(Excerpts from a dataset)
________

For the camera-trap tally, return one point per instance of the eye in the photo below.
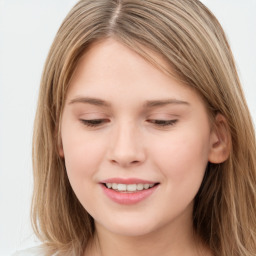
(94, 122)
(162, 123)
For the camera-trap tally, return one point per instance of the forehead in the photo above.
(110, 70)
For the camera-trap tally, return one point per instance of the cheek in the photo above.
(83, 155)
(183, 156)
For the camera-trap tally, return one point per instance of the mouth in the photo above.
(129, 188)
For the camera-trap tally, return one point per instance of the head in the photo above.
(190, 42)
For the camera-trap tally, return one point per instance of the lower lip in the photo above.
(128, 197)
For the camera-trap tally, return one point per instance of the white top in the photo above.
(34, 251)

________

Task directions → Set down only the line containing "the head in the photo above." and the lines after it through the end, exactly as they appear above.

Final answer →
For the camera-trap tally, return one point per instance of the head in the photo above.
(190, 42)
For the camera-trap tally, return one point per instance of the lower lip in the photo above.
(128, 197)
For the camera-trap tally, return one point per instance of the white top in the photo above.
(34, 251)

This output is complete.